■ **TASK DIRECTIONS**
Restate all the material verbatim, except for the pictures.

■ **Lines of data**

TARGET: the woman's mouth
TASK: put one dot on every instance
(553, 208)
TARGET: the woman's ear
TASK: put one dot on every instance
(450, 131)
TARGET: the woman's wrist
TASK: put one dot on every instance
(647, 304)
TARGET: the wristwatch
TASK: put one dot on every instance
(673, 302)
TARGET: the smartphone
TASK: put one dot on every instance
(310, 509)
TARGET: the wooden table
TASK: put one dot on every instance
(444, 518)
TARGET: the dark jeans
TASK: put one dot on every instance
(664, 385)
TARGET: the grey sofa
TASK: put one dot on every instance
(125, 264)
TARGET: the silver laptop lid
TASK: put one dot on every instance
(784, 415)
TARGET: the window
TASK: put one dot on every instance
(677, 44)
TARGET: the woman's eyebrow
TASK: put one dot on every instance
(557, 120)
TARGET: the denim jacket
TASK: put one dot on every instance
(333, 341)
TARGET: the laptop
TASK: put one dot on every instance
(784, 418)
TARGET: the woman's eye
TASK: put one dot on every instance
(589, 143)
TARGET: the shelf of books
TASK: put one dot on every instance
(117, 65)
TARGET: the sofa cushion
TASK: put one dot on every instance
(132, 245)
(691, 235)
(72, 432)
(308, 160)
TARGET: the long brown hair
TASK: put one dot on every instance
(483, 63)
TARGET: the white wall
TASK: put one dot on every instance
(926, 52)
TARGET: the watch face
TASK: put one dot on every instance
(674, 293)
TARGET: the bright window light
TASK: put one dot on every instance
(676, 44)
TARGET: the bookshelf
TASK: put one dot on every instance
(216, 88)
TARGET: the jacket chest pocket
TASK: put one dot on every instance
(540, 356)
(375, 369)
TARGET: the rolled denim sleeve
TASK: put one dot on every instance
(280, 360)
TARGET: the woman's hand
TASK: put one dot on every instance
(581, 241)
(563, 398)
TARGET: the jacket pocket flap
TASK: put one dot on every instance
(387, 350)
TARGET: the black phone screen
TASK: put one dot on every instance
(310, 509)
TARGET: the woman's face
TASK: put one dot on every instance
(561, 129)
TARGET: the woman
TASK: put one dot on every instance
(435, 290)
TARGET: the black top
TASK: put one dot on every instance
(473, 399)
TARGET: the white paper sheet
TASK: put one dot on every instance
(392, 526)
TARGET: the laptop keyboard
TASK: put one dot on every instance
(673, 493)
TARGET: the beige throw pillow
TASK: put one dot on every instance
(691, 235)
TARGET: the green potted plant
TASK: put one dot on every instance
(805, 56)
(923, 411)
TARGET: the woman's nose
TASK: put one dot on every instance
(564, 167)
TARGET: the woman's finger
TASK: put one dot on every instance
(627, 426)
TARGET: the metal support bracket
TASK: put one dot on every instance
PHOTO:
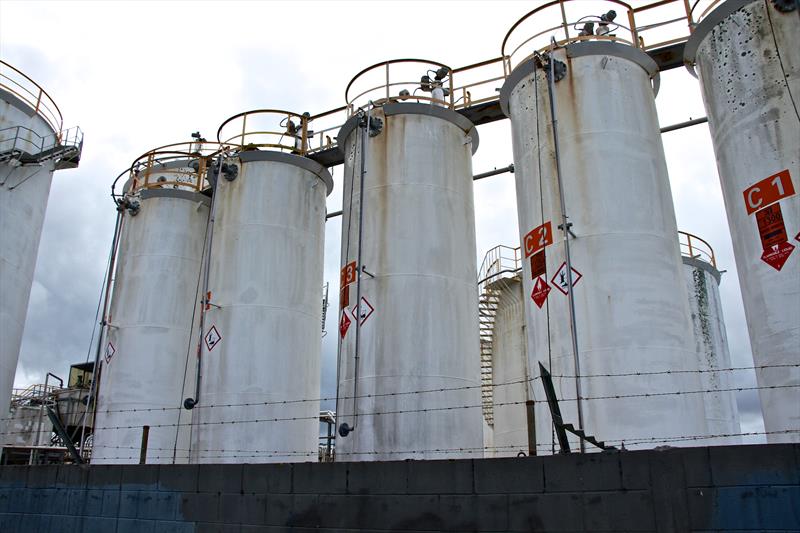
(558, 422)
(569, 229)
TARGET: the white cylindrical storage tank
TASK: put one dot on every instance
(150, 336)
(510, 370)
(711, 342)
(30, 151)
(748, 60)
(265, 280)
(631, 311)
(419, 288)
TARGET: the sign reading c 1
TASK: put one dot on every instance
(768, 191)
(537, 239)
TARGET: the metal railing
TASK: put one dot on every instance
(20, 85)
(654, 24)
(498, 261)
(174, 166)
(696, 248)
(20, 141)
(271, 129)
(36, 394)
(425, 81)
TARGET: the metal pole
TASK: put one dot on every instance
(143, 450)
(359, 266)
(103, 324)
(565, 228)
(206, 276)
(531, 416)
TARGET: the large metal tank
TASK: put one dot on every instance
(506, 376)
(748, 60)
(150, 336)
(711, 342)
(419, 328)
(263, 338)
(631, 312)
(511, 373)
(32, 147)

■ **FULL ANSWER**
TARGET: the woman's mouth
TASK: put one dot on every instance
(553, 208)
TARGET: the woman's ear
TASK: put one dot on every instance
(450, 131)
TARGET: the woman's wrist
TASK: put one dot on every instance
(647, 304)
TARGET: the wristwatch
TASK: put one dot on every instance
(673, 302)
TARGET: the smartphone
TASK: put one dot on every instance
(310, 509)
TARGET: the wooden table
TASK: put one dot on every instance
(444, 518)
TARGET: the dark jeans
TASK: put one dot on every instance
(664, 385)
TARGET: the grey sofa
TASK: put one dot on every instance
(125, 264)
TARGET: the silver laptop lid
TASK: put one dot on every instance
(784, 415)
TARGET: the window
TASK: put one dot on every instance
(677, 44)
TARGET: the woman's eyebrow
TASK: put one dot on every instance
(557, 120)
TARGET: the denim jacket
TASK: put one dot on every instance
(333, 341)
TARGET: the laptop
TASK: put one dot on every instance
(784, 418)
TARGET: the woman's eye
TASK: put one dot on every instance
(589, 143)
TARGET: the shelf of books
TASK: put one dot on every instance
(117, 65)
TARGET: the sofa cushion
TASK: put one dot on every instance
(132, 245)
(691, 235)
(72, 432)
(308, 160)
TARGET: the long brown hair
TASK: put one dot on every instance
(483, 63)
TARGET: the white wall
TASK: put one dot on every instance
(926, 52)
TARGET: the watch face
TASK: put one dot on every instance
(674, 293)
TARGET: the bright window light
TASK: put one dot on every instance
(676, 44)
TARGET: the bookshelf
TASK: put one dot on every instance
(216, 88)
TARGET: the jacket chest pocket
TASK: put one dot on every instance
(540, 356)
(375, 369)
TARGET: the rolled denim sleeve
TASK: put one dot on every instance
(280, 360)
TARGET: the woman's hand
TASK: put one dot on every instance
(581, 241)
(563, 398)
TARGET: the jacket pocket flap
TASK: put one dot on every instance
(387, 350)
TARGET: the black phone screen
TASK: put one dot on every instance
(310, 509)
TARGET: the woman's face
TASK: put one dot on every instance
(561, 129)
TARGET: the woman
TASK: put one dot on every instance
(435, 290)
TARGET: the black top
TASK: put one dot on every instance
(473, 399)
TARGET: the white paper sheet
TASK: put one dot on every instance
(392, 526)
TARGET: the laptop keyboard
TASK: put one dot on every instance
(673, 493)
TARGET: the beige throw pillow
TASK: put one dot on every instance
(691, 235)
TARGET: the green potted plant
TASK: put one dot on every instance
(805, 56)
(923, 411)
TARGET: the woman's nose
TASK: put one dot on every instance
(564, 167)
TARGET: the woman's finger
TASK: put one dot on every instance
(627, 426)
TARGET: the metal support bracket
TASK: put one dot on every instance
PHOTO:
(558, 422)
(569, 229)
TARGET: the white cylindrical storage tank
TASK: put one dot on every instance
(150, 336)
(510, 370)
(711, 342)
(30, 151)
(748, 60)
(265, 280)
(631, 311)
(419, 288)
TARGET: the sign reading c 1
TASK: put one dot on every instance
(768, 191)
(537, 239)
TARGET: the metal railing
TASK: put one dot on every instance
(20, 85)
(654, 24)
(498, 261)
(174, 166)
(696, 248)
(20, 141)
(271, 129)
(36, 394)
(425, 81)
TARGET: the metal pole
TASK: put one dot on every instance
(143, 450)
(359, 266)
(103, 324)
(565, 228)
(206, 276)
(531, 416)
TARGET: the large metal tank
TASK: put one dot on every instance
(506, 376)
(748, 60)
(150, 336)
(711, 342)
(419, 328)
(263, 338)
(631, 312)
(511, 373)
(32, 147)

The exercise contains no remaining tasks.